» Required work
Turn every line of the items below into a Markdown table with the columns "No." and "Line", numbering each line and leaving out blank lines.

Boundary annotation records
▼▼▼
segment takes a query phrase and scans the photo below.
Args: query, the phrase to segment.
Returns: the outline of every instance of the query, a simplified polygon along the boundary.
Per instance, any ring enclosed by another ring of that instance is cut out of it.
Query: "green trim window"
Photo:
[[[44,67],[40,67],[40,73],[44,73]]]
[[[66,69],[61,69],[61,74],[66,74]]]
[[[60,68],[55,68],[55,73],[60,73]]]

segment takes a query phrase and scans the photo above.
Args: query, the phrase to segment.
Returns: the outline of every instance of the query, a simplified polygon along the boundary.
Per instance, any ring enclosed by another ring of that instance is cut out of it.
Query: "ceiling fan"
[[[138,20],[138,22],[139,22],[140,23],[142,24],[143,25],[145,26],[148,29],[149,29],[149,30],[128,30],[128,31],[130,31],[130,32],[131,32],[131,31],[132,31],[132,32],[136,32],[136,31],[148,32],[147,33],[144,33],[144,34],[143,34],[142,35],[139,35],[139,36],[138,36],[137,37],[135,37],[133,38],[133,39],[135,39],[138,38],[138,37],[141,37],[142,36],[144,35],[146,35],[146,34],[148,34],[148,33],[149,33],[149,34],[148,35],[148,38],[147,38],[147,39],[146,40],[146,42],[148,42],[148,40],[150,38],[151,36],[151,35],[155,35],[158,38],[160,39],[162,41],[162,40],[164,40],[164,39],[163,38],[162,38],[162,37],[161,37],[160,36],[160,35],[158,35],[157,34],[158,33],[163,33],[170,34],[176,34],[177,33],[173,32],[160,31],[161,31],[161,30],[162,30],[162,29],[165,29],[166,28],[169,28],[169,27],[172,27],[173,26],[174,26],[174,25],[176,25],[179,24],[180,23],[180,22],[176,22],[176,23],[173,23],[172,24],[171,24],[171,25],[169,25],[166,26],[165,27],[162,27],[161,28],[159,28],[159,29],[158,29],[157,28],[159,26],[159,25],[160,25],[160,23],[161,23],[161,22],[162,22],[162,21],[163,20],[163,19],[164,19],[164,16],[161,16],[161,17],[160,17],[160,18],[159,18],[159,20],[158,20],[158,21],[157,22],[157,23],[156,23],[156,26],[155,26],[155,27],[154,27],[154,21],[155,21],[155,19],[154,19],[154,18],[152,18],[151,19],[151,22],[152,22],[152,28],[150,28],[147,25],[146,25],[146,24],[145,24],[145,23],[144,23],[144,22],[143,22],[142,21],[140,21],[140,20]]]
▲▲▲
» Final answer
| No. | Line |
|---|---|
| 1 | segment takes a query phrase and scans the photo below. |
| 2 | Args: query, the phrase to segment. |
| 3 | Returns: the outline of every instance of the query, a simplified polygon along the boundary. |
| 4 | Per instance, any ring enclosed by another ring of that instance is cut out of it. |
| 5 | Query: "green trim window" |
| 6 | Photo: |
| 7 | [[[44,67],[40,67],[40,73],[44,73]]] |
| 8 | [[[66,69],[61,69],[61,74],[66,74]]] |
| 9 | [[[60,68],[55,68],[55,73],[60,73]]] |
| 10 | segment takes a query phrase and scans the photo above. |
| 11 | Args: query, the phrase to segment. |
| 12 | Returns: the outline of every instance of the query, a simplified polygon along the boundary. |
| 13 | Per instance, any ring enclosed by another ring of that instance is cut out of it. |
| 14 | Query: "ceiling fan" |
| 15 | [[[138,20],[138,22],[139,22],[140,23],[142,24],[143,25],[145,26],[148,29],[149,29],[149,30],[128,30],[128,31],[130,31],[130,32],[131,32],[131,31],[132,31],[132,32],[136,32],[136,31],[148,32],[147,33],[144,33],[144,34],[143,34],[142,35],[139,35],[139,36],[138,36],[137,37],[135,37],[133,38],[133,39],[135,39],[138,38],[138,37],[141,37],[142,36],[144,35],[146,35],[146,34],[148,34],[148,33],[149,33],[149,34],[148,35],[148,38],[147,38],[147,39],[146,40],[146,42],[148,42],[148,40],[150,38],[151,36],[151,35],[155,35],[158,38],[160,39],[162,41],[162,40],[164,40],[164,39],[163,38],[162,38],[162,37],[161,37],[160,36],[160,35],[158,35],[157,34],[158,33],[163,33],[170,34],[176,34],[177,33],[173,32],[160,31],[161,31],[161,30],[162,30],[162,29],[165,29],[166,28],[169,28],[169,27],[172,27],[173,26],[174,26],[174,25],[176,25],[179,24],[180,23],[180,22],[176,22],[176,23],[173,23],[172,24],[171,24],[171,25],[169,25],[166,26],[165,27],[162,27],[161,28],[159,28],[159,29],[158,29],[157,28],[159,26],[159,25],[160,25],[160,23],[161,23],[161,22],[162,22],[162,21],[163,20],[163,19],[164,19],[164,16],[161,16],[161,17],[160,17],[160,18],[159,18],[159,20],[158,20],[158,21],[157,22],[157,23],[156,23],[156,26],[155,26],[155,27],[154,27],[154,21],[155,21],[155,19],[154,19],[154,18],[152,18],[151,19],[151,22],[152,22],[152,28],[150,28],[147,25],[146,25],[146,24],[145,24],[145,23],[144,23],[144,22],[143,22],[142,21],[140,21],[140,20]]] |